(begin)

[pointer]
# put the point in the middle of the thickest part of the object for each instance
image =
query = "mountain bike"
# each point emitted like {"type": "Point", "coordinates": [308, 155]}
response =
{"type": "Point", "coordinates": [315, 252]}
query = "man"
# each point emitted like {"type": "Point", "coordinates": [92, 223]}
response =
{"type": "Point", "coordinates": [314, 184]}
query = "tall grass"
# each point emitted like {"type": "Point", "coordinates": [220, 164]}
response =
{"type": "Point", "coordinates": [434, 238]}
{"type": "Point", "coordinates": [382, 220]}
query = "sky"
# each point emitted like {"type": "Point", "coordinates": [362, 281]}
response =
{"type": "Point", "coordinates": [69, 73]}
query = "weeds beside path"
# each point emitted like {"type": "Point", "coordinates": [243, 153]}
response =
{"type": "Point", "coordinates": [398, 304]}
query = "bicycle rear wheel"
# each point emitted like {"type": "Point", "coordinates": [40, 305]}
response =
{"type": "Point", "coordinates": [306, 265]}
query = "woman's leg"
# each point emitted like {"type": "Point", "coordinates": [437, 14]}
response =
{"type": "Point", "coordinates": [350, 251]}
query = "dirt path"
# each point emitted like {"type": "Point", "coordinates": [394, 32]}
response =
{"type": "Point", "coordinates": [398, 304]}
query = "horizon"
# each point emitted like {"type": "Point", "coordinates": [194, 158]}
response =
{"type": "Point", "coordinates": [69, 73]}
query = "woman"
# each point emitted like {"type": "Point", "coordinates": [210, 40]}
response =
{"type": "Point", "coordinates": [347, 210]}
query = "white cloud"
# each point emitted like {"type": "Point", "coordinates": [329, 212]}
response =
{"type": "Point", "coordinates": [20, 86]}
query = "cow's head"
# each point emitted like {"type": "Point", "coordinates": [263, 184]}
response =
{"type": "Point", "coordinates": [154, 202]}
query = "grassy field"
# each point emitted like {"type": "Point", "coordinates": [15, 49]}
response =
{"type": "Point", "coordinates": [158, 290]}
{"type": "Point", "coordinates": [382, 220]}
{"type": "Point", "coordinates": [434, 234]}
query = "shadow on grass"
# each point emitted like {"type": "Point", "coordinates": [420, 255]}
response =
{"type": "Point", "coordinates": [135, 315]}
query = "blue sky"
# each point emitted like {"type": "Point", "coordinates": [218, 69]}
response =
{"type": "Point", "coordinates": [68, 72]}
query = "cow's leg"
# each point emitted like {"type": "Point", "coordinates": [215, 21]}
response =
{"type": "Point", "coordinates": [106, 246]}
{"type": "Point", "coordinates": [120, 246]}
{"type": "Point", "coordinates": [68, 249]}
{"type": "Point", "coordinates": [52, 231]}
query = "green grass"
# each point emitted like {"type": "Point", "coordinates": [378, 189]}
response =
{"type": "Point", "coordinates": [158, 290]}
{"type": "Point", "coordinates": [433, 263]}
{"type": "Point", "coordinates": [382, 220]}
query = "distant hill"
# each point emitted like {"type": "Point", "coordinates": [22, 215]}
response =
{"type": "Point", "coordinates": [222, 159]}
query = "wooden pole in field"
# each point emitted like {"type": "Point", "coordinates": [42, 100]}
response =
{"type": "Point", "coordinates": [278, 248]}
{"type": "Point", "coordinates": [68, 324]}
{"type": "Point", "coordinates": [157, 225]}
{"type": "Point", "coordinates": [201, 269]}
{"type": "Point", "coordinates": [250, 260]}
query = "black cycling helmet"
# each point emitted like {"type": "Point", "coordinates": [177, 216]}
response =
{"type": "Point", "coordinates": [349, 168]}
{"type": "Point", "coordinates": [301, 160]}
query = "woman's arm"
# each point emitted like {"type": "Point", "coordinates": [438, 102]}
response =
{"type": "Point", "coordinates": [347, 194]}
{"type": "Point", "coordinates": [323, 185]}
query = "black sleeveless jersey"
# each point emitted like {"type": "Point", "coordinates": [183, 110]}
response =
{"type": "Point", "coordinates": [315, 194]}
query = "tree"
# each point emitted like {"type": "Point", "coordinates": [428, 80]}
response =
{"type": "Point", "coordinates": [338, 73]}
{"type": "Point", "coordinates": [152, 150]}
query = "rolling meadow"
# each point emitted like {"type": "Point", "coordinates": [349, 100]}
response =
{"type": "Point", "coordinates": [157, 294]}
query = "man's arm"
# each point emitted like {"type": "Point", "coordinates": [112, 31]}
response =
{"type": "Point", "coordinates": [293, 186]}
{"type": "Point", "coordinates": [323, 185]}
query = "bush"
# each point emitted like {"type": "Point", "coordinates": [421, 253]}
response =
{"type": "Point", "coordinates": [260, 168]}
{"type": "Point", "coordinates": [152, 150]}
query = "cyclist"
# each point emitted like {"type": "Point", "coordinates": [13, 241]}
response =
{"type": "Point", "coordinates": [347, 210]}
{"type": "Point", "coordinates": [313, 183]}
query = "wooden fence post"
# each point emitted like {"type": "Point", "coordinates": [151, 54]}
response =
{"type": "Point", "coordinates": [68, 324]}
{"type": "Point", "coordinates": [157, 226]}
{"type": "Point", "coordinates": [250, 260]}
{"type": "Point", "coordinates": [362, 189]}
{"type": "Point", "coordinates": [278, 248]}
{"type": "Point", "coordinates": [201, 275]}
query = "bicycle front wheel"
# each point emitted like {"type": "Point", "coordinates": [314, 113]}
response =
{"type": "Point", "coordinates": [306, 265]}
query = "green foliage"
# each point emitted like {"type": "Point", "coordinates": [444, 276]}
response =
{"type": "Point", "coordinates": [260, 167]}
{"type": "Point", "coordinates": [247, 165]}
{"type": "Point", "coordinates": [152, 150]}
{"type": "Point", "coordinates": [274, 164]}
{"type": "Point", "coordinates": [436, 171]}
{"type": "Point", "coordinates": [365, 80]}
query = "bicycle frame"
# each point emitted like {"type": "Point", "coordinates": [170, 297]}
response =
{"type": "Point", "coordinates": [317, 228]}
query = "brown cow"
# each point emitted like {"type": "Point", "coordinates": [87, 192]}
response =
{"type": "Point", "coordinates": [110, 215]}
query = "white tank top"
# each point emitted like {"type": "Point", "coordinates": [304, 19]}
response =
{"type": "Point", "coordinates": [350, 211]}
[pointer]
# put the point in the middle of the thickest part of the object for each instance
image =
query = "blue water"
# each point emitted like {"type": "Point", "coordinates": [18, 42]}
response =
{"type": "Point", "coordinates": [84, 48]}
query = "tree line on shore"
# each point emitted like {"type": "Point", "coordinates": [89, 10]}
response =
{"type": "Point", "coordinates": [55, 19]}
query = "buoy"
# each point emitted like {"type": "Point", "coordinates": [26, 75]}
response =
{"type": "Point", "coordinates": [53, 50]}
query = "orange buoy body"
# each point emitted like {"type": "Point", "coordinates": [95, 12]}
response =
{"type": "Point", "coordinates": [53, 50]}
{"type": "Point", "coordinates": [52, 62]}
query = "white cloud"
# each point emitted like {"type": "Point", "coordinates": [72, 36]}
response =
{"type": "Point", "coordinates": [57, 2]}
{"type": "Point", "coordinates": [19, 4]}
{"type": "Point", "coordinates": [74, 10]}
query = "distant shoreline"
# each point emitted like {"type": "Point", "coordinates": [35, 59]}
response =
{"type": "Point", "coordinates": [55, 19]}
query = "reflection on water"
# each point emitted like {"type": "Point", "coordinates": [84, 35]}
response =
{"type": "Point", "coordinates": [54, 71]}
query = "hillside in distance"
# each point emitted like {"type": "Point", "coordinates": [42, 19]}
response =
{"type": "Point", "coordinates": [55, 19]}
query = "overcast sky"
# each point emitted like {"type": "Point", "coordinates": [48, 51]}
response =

(end)

Copy every record above exactly as it appears.

[pointer]
# put the point in the middle of the thickest part of the object for each instance
image =
query = "mountain bike"
# each point emitted like {"type": "Point", "coordinates": [308, 155]}
response =
{"type": "Point", "coordinates": [315, 252]}
query = "man"
# each point emitted like {"type": "Point", "coordinates": [92, 223]}
response =
{"type": "Point", "coordinates": [314, 184]}
query = "tall grass"
# each point emitted like {"type": "Point", "coordinates": [220, 164]}
response =
{"type": "Point", "coordinates": [434, 238]}
{"type": "Point", "coordinates": [382, 220]}
query = "sky"
# each point emitted like {"type": "Point", "coordinates": [362, 281]}
response =
{"type": "Point", "coordinates": [69, 73]}
query = "weeds beside path"
# each point emitted like {"type": "Point", "coordinates": [243, 153]}
response =
{"type": "Point", "coordinates": [398, 304]}
query = "bicycle rear wheel"
# each point emitted like {"type": "Point", "coordinates": [40, 305]}
response =
{"type": "Point", "coordinates": [306, 265]}
query = "woman's leg"
# each point emitted like {"type": "Point", "coordinates": [437, 14]}
response =
{"type": "Point", "coordinates": [350, 251]}
query = "dirt path"
# each point emitted like {"type": "Point", "coordinates": [394, 32]}
response =
{"type": "Point", "coordinates": [398, 304]}
query = "horizon"
# each point emitted like {"type": "Point", "coordinates": [194, 158]}
response =
{"type": "Point", "coordinates": [69, 73]}
query = "woman"
# each point emitted like {"type": "Point", "coordinates": [210, 40]}
response =
{"type": "Point", "coordinates": [347, 210]}
query = "white cloud"
# each point emitted like {"type": "Point", "coordinates": [329, 212]}
response =
{"type": "Point", "coordinates": [20, 86]}
query = "cow's head"
# each point emitted like {"type": "Point", "coordinates": [263, 184]}
response =
{"type": "Point", "coordinates": [154, 202]}
query = "grassy field"
# each point emitted like {"type": "Point", "coordinates": [15, 49]}
response =
{"type": "Point", "coordinates": [158, 290]}
{"type": "Point", "coordinates": [382, 220]}
{"type": "Point", "coordinates": [434, 234]}
query = "shadow on grass"
# each point emitted like {"type": "Point", "coordinates": [420, 255]}
response =
{"type": "Point", "coordinates": [135, 315]}
query = "blue sky"
# each point emitted like {"type": "Point", "coordinates": [218, 69]}
response =
{"type": "Point", "coordinates": [68, 72]}
query = "cow's leg"
# each point emitted like {"type": "Point", "coordinates": [215, 21]}
response =
{"type": "Point", "coordinates": [106, 246]}
{"type": "Point", "coordinates": [120, 246]}
{"type": "Point", "coordinates": [68, 249]}
{"type": "Point", "coordinates": [52, 231]}
query = "green grass"
# each point emitted like {"type": "Point", "coordinates": [378, 189]}
response =
{"type": "Point", "coordinates": [158, 290]}
{"type": "Point", "coordinates": [433, 263]}
{"type": "Point", "coordinates": [382, 220]}
query = "distant hill"
# each point emitted like {"type": "Point", "coordinates": [22, 215]}
response =
{"type": "Point", "coordinates": [222, 159]}
query = "wooden pole in field"
# each point emitted like {"type": "Point", "coordinates": [42, 100]}
response =
{"type": "Point", "coordinates": [278, 248]}
{"type": "Point", "coordinates": [68, 324]}
{"type": "Point", "coordinates": [157, 225]}
{"type": "Point", "coordinates": [201, 269]}
{"type": "Point", "coordinates": [250, 260]}
query = "black cycling helmet"
# each point emitted like {"type": "Point", "coordinates": [177, 216]}
response =
{"type": "Point", "coordinates": [349, 168]}
{"type": "Point", "coordinates": [301, 160]}
query = "woman's arm"
# each point emitted like {"type": "Point", "coordinates": [438, 102]}
response =
{"type": "Point", "coordinates": [347, 194]}
{"type": "Point", "coordinates": [323, 185]}
query = "black sleeveless jersey"
# each point emitted like {"type": "Point", "coordinates": [183, 110]}
response =
{"type": "Point", "coordinates": [315, 194]}
query = "tree"
# each point emitted like {"type": "Point", "coordinates": [428, 80]}
response =
{"type": "Point", "coordinates": [338, 73]}
{"type": "Point", "coordinates": [152, 150]}
query = "rolling meadow"
# each point emitted like {"type": "Point", "coordinates": [349, 100]}
response =
{"type": "Point", "coordinates": [157, 294]}
query = "man's arm"
# each point emitted like {"type": "Point", "coordinates": [112, 31]}
response =
{"type": "Point", "coordinates": [293, 186]}
{"type": "Point", "coordinates": [323, 185]}
query = "bush"
# each point emitted like {"type": "Point", "coordinates": [421, 253]}
response =
{"type": "Point", "coordinates": [260, 168]}
{"type": "Point", "coordinates": [152, 150]}
query = "cyclist"
# each point emitted like {"type": "Point", "coordinates": [13, 241]}
response =
{"type": "Point", "coordinates": [347, 210]}
{"type": "Point", "coordinates": [313, 183]}
query = "wooden fence post"
# each point emitted like {"type": "Point", "coordinates": [151, 54]}
response =
{"type": "Point", "coordinates": [68, 324]}
{"type": "Point", "coordinates": [157, 226]}
{"type": "Point", "coordinates": [250, 260]}
{"type": "Point", "coordinates": [362, 189]}
{"type": "Point", "coordinates": [278, 248]}
{"type": "Point", "coordinates": [201, 275]}
query = "bicycle front wheel"
# each point emitted like {"type": "Point", "coordinates": [314, 113]}
response =
{"type": "Point", "coordinates": [306, 265]}
query = "green foliage"
# each point emitted like {"type": "Point", "coordinates": [444, 276]}
response =
{"type": "Point", "coordinates": [260, 167]}
{"type": "Point", "coordinates": [247, 165]}
{"type": "Point", "coordinates": [152, 150]}
{"type": "Point", "coordinates": [274, 164]}
{"type": "Point", "coordinates": [436, 171]}
{"type": "Point", "coordinates": [365, 80]}
query = "bicycle frame"
# each point emitted like {"type": "Point", "coordinates": [170, 297]}
response =
{"type": "Point", "coordinates": [317, 228]}
query = "brown cow"
# each point emitted like {"type": "Point", "coordinates": [87, 192]}
response =
{"type": "Point", "coordinates": [110, 215]}
query = "white tank top"
# each point emitted like {"type": "Point", "coordinates": [304, 19]}
response =
{"type": "Point", "coordinates": [350, 211]}
[pointer]
# put the point in the middle of the thickest part of the object for each instance
image =
query = "blue water"
# each point emitted like {"type": "Point", "coordinates": [18, 42]}
response =
{"type": "Point", "coordinates": [84, 48]}
query = "tree line on shore"
# each point emitted like {"type": "Point", "coordinates": [89, 10]}
response =
{"type": "Point", "coordinates": [55, 19]}
query = "buoy"
# each point emitted like {"type": "Point", "coordinates": [26, 75]}
response =
{"type": "Point", "coordinates": [53, 50]}
query = "orange buoy body"
# each point emitted like {"type": "Point", "coordinates": [95, 12]}
response =
{"type": "Point", "coordinates": [53, 50]}
{"type": "Point", "coordinates": [52, 62]}
query = "white cloud"
# each point emitted like {"type": "Point", "coordinates": [72, 36]}
response =
{"type": "Point", "coordinates": [57, 2]}
{"type": "Point", "coordinates": [19, 4]}
{"type": "Point", "coordinates": [74, 10]}
query = "distant shoreline"
# each point emitted like {"type": "Point", "coordinates": [35, 59]}
response =
{"type": "Point", "coordinates": [55, 19]}
query = "reflection on water"
# each point emitted like {"type": "Point", "coordinates": [84, 35]}
response =
{"type": "Point", "coordinates": [54, 71]}
query = "hillside in distance"
# each point emitted like {"type": "Point", "coordinates": [42, 19]}
response =
{"type": "Point", "coordinates": [55, 19]}
query = "overcast sky"
# each point emitted like {"type": "Point", "coordinates": [48, 51]}
response =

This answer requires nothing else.